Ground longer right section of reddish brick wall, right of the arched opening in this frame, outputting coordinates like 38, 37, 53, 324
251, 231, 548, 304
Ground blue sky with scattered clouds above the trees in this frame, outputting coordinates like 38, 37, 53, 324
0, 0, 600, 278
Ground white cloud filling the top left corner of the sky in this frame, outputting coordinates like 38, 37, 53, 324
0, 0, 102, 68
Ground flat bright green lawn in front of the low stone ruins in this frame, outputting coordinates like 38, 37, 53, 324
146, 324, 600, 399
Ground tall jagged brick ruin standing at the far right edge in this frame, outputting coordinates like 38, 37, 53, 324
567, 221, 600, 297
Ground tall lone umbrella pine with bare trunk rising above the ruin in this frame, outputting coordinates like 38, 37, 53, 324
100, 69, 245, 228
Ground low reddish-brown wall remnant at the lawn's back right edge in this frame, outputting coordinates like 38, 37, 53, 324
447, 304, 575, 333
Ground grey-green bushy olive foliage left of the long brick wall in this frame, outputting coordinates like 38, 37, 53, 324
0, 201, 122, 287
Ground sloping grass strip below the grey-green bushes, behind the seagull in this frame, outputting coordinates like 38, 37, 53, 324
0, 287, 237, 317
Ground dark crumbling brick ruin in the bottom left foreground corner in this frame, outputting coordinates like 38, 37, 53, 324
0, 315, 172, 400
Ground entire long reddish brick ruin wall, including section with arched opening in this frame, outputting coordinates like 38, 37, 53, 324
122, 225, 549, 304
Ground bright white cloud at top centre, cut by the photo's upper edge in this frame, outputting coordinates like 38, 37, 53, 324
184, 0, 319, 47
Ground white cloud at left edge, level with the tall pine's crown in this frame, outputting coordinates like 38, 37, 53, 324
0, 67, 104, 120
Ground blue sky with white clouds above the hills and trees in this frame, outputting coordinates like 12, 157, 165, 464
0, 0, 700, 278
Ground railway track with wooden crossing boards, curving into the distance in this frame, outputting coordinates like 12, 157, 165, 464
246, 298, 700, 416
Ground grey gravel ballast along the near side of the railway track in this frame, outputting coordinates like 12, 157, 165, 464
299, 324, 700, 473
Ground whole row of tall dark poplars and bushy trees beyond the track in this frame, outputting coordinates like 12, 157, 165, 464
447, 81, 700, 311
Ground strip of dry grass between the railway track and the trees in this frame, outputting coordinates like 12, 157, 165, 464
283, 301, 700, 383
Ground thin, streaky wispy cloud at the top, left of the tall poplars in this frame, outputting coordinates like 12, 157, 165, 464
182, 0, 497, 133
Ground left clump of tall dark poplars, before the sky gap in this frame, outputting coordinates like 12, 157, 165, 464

Task details:
Recreate the listing word for word, omitting nothing.

Solution below:
Ground longer right section of reddish brick wall, right of the arched opening in this frame, outputting coordinates like 38, 37, 53, 324
251, 231, 548, 304
Ground blue sky with scattered clouds above the trees in this frame, outputting coordinates like 38, 37, 53, 324
0, 0, 600, 278
Ground white cloud filling the top left corner of the sky in this frame, outputting coordinates like 38, 37, 53, 324
0, 0, 102, 68
Ground flat bright green lawn in front of the low stone ruins in this frame, outputting coordinates like 38, 37, 53, 324
146, 324, 600, 399
Ground tall jagged brick ruin standing at the far right edge in this frame, outputting coordinates like 38, 37, 53, 324
567, 221, 600, 297
Ground tall lone umbrella pine with bare trunk rising above the ruin in this frame, outputting coordinates like 38, 37, 53, 324
100, 69, 245, 228
Ground low reddish-brown wall remnant at the lawn's back right edge in this frame, outputting coordinates like 38, 37, 53, 324
447, 304, 575, 333
Ground grey-green bushy olive foliage left of the long brick wall in this frame, outputting coordinates like 38, 37, 53, 324
0, 201, 122, 287
Ground sloping grass strip below the grey-green bushes, behind the seagull in this frame, outputting coordinates like 38, 37, 53, 324
0, 287, 237, 317
Ground dark crumbling brick ruin in the bottom left foreground corner in this frame, outputting coordinates like 38, 37, 53, 324
0, 315, 172, 400
Ground entire long reddish brick ruin wall, including section with arched opening in this frame, outputting coordinates like 38, 37, 53, 324
122, 225, 549, 304
Ground bright white cloud at top centre, cut by the photo's upper edge in this frame, outputting coordinates like 38, 37, 53, 324
184, 0, 319, 47
Ground white cloud at left edge, level with the tall pine's crown in this frame, outputting coordinates like 38, 37, 53, 324
0, 67, 104, 120
Ground blue sky with white clouds above the hills and trees in this frame, outputting coordinates like 12, 157, 165, 464
0, 0, 700, 278
Ground railway track with wooden crossing boards, curving into the distance in this frame, outputting coordinates like 12, 157, 165, 464
246, 298, 700, 416
Ground grey gravel ballast along the near side of the railway track in this frame, outputting coordinates like 12, 157, 165, 464
299, 324, 700, 473
Ground whole row of tall dark poplars and bushy trees beyond the track in this frame, outputting coordinates like 12, 157, 165, 464
447, 81, 700, 311
Ground strip of dry grass between the railway track and the trees in this frame, outputting coordinates like 12, 157, 165, 464
283, 301, 700, 383
Ground thin, streaky wispy cloud at the top, left of the tall poplars in this frame, outputting coordinates like 12, 157, 165, 464
182, 0, 497, 133
Ground left clump of tall dark poplars, before the sky gap in this frame, outputting coordinates like 12, 157, 165, 464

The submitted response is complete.